***** Records provided
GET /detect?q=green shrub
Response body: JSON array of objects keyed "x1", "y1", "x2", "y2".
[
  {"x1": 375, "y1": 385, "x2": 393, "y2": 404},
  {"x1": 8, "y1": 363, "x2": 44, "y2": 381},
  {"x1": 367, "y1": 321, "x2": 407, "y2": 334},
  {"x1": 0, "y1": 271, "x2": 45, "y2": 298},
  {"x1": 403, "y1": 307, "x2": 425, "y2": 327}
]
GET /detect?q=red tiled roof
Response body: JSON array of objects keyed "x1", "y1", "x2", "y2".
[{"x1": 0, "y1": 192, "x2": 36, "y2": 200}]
**********
***** Records provided
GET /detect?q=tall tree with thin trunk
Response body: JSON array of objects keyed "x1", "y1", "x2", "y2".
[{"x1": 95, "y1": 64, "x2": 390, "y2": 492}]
**********
- Goal
Pull out every line in the entries above that contains the string "detect". Matches must have the same uppercase and lowercase letters.

- The response
GET /detect?q=green shrub
GET /detect?q=red tiled roof
GET /detect?q=tall tree with thin trunk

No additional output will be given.